Exercise description. Reproduce the data below word for word, leaving every line unchanged.

Given records.
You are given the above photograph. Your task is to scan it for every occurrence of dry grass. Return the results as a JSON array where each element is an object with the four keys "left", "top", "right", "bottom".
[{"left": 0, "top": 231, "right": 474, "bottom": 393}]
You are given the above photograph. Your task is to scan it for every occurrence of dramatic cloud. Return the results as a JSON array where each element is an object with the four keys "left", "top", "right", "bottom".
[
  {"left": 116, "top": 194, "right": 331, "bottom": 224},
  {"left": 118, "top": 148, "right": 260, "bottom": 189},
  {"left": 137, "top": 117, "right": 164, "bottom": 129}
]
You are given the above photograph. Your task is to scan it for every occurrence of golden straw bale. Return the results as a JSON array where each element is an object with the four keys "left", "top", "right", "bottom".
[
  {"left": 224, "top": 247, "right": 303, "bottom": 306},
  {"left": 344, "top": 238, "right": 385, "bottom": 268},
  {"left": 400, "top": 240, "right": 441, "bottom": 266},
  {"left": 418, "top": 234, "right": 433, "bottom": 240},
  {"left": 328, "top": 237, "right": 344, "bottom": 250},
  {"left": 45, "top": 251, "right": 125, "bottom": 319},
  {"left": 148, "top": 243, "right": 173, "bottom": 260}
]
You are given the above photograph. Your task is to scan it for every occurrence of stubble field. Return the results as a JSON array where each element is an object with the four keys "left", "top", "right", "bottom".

Answer to this task.
You are given the above photograph. Your task is to scan it for every occurrence of dry grass. Return the results as a JSON array where each element is an object with the four keys "left", "top", "right", "bottom".
[{"left": 0, "top": 231, "right": 474, "bottom": 393}]
You are given the above photograph. Your task is to scan it for every occurrence of dramatic cloud. Return the results as a JSON array where each element is an object with the four keys "left", "top", "right", "bottom".
[
  {"left": 116, "top": 194, "right": 331, "bottom": 224},
  {"left": 118, "top": 148, "right": 260, "bottom": 189},
  {"left": 137, "top": 117, "right": 164, "bottom": 129}
]
You are given the above photograph. Your task is to scan it for every occurrence of golden straw bale. Return the results as a JSON array where each element is an object with the four keys "left", "top", "right", "bottom".
[
  {"left": 224, "top": 247, "right": 303, "bottom": 306},
  {"left": 344, "top": 238, "right": 385, "bottom": 268},
  {"left": 400, "top": 240, "right": 441, "bottom": 266},
  {"left": 418, "top": 234, "right": 433, "bottom": 240},
  {"left": 328, "top": 237, "right": 344, "bottom": 250},
  {"left": 45, "top": 251, "right": 125, "bottom": 319},
  {"left": 148, "top": 243, "right": 173, "bottom": 260}
]
You are given the above photograph. Your task is to scan it for every occurrence of stubble field. Return the results as a JSON array where each element is an object with the four keys "left", "top", "right", "bottom".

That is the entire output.